» **ASSIGNED TASK**: In the listing, find every line that has the string "white" and copy it.

» **EXTRACTED DATA**:
----------

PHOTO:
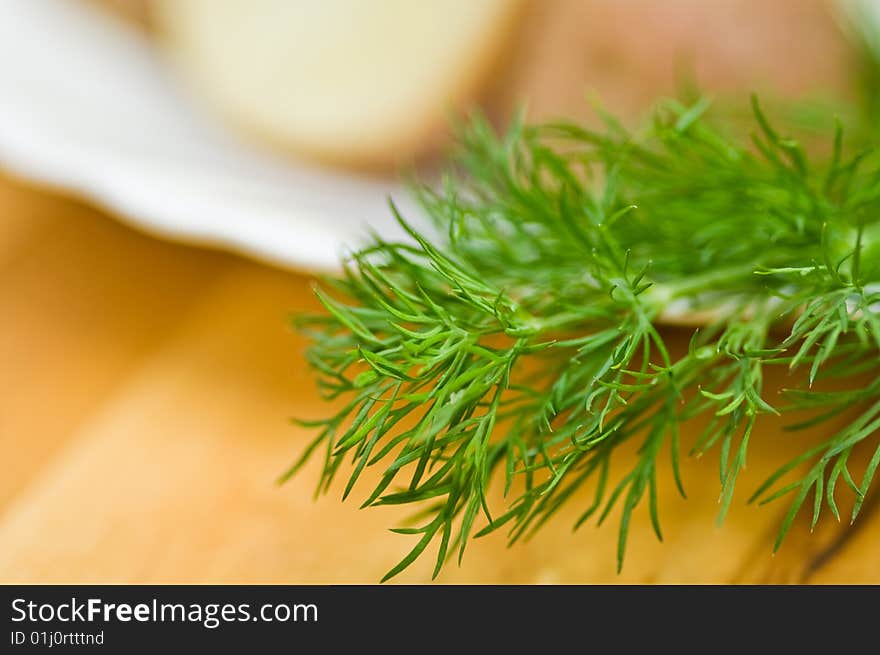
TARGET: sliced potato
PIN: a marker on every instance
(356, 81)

----------

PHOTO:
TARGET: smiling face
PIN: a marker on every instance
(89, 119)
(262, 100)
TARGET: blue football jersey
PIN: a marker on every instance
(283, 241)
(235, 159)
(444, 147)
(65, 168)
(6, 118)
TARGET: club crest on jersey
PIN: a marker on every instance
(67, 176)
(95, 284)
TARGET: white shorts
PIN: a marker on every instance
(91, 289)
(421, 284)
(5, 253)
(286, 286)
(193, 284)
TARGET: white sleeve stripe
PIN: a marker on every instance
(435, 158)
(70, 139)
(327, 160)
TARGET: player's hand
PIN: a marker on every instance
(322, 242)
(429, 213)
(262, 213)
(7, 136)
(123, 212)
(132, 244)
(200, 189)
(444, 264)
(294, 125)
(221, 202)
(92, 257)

----------

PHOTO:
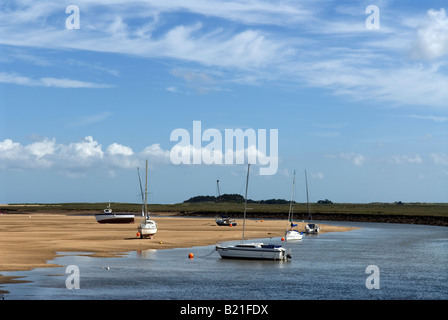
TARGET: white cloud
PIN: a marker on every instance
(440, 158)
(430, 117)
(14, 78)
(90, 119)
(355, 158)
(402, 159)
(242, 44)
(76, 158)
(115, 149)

----------

» **WRITTEN SOLUTION**:
TARGET: white shorts
TARGET: white sleeve stripe
TARGET: white cloud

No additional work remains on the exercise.